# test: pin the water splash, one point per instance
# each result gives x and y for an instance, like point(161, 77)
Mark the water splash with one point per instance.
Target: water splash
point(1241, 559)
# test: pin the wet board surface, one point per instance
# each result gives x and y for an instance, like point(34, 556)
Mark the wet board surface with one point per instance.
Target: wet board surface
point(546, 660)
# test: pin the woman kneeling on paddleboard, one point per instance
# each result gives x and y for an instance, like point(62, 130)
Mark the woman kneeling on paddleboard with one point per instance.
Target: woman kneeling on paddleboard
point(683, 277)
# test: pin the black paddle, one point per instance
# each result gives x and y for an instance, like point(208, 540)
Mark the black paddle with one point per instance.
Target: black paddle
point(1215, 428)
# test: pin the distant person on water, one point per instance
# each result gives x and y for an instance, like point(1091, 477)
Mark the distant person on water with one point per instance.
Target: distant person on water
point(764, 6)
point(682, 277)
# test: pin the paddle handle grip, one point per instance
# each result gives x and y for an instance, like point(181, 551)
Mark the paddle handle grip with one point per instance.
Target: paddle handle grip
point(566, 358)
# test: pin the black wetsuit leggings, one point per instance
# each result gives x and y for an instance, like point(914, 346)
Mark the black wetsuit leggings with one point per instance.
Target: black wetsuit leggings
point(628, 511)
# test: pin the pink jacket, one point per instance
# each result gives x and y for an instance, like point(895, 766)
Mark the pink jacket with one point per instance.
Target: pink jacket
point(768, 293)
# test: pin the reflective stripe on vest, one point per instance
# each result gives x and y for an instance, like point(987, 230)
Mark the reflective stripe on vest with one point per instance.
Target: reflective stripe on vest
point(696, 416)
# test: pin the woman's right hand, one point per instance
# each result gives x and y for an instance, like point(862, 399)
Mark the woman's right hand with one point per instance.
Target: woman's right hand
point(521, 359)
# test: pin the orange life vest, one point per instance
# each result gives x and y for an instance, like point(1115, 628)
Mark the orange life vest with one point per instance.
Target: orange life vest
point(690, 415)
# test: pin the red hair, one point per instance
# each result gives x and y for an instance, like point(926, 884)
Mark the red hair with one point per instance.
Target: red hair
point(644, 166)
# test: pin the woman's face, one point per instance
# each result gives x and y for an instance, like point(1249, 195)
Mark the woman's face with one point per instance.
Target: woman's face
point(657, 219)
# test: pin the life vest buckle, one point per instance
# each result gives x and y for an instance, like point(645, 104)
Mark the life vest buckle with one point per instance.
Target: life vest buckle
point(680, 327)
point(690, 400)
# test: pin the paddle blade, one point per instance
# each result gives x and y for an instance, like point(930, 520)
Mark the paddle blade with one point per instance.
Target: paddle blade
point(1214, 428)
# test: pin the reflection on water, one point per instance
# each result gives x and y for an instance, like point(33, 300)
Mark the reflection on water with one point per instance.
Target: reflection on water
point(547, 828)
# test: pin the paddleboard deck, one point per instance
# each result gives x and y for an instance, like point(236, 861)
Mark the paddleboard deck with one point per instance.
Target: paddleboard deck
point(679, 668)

--*--

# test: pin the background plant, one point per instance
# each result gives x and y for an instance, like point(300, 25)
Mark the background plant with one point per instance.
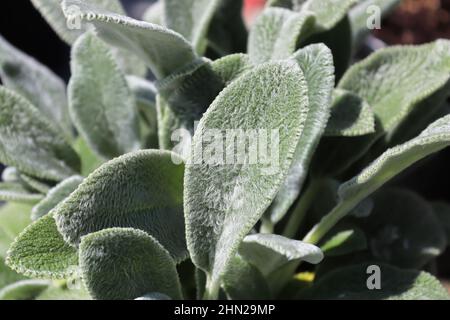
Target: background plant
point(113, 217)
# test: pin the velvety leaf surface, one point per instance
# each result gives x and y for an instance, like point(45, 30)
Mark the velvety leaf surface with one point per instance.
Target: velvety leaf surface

--*--

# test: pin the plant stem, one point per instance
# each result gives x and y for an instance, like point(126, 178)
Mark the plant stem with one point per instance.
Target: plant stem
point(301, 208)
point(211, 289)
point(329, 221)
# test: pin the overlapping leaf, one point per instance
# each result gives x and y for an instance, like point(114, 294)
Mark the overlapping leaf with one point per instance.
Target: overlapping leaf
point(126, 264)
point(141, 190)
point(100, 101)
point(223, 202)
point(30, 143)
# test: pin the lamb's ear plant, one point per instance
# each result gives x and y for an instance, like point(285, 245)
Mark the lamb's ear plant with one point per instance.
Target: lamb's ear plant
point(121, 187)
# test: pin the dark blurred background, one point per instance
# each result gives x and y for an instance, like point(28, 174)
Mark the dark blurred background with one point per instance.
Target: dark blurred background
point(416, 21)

--*--

Goal of the exercise: Update the lines starting with the one that contains "# test: pin the water" and going on through the one that contains "point(1215, 428)" by replacing "water splash" with "spray of water". Give only those lines, with everything else unchanged.

Expected output:
# test: pin the spray of water, one point per instance
# each result gives x and y for an instance, like point(161, 77)
Mark the spray of water with one point per instance.
Target: spray of water
point(1241, 559)
# test: pin the wet board surface, one point per instance
# each result gives x and y for an instance, like point(34, 556)
Mark the wet board surface with one point per instance.
Target: wet board surface
point(546, 660)
# test: pin the woman kneeling on paddleboard, one point per instance
# each result gives x and y for an instance, like point(62, 130)
Mark the woman kneeling on paddleboard with one point per instance.
Target: woman kneeling on paddleboard
point(683, 277)
# test: pin the black paddle, one point per instance
# each result gives x and y for an instance, like point(208, 540)
Mark the black paddle with one point per instance.
Target: black paddle
point(1215, 428)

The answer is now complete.